Problem: In the records below, find the lines that include "grass" and copy each.

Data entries
>>
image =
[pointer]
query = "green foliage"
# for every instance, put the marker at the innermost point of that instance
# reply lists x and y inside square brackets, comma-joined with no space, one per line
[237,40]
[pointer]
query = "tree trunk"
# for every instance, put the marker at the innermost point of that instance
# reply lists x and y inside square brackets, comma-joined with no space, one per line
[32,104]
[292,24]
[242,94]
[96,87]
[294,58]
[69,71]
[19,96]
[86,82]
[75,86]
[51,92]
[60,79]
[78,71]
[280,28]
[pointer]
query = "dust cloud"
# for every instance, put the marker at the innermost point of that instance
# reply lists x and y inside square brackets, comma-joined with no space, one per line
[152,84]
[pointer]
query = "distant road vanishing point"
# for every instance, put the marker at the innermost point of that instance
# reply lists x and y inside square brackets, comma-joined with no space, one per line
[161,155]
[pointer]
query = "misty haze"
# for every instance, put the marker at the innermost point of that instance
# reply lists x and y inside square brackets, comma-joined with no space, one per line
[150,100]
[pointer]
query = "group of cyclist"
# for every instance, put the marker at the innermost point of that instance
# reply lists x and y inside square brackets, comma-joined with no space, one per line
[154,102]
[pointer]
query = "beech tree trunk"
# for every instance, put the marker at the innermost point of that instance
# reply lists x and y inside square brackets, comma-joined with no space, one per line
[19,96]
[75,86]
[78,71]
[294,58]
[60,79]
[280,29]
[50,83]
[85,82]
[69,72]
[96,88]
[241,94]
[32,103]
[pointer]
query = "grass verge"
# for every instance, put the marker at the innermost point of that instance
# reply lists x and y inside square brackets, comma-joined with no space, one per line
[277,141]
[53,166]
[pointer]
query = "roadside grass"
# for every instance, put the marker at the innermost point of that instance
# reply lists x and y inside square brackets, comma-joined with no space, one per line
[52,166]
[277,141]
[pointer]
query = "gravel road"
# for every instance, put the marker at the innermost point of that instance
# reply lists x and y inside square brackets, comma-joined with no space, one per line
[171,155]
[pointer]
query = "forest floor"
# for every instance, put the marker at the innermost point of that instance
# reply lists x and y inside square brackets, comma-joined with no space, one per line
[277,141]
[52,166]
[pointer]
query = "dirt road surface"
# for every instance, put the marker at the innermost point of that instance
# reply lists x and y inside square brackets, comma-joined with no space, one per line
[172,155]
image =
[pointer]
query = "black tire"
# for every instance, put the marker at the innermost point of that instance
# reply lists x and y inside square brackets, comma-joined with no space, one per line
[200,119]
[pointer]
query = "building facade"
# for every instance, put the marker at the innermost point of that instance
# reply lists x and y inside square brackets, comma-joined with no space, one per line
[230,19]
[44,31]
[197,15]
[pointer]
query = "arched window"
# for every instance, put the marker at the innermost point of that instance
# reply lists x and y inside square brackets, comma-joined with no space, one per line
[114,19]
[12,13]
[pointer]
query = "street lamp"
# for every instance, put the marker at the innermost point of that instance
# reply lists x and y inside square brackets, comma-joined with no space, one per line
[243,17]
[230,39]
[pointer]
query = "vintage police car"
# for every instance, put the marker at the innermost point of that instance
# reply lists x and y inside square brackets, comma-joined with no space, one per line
<<
Result of the exercise:
query = "grass verge"
query = "roadside grass"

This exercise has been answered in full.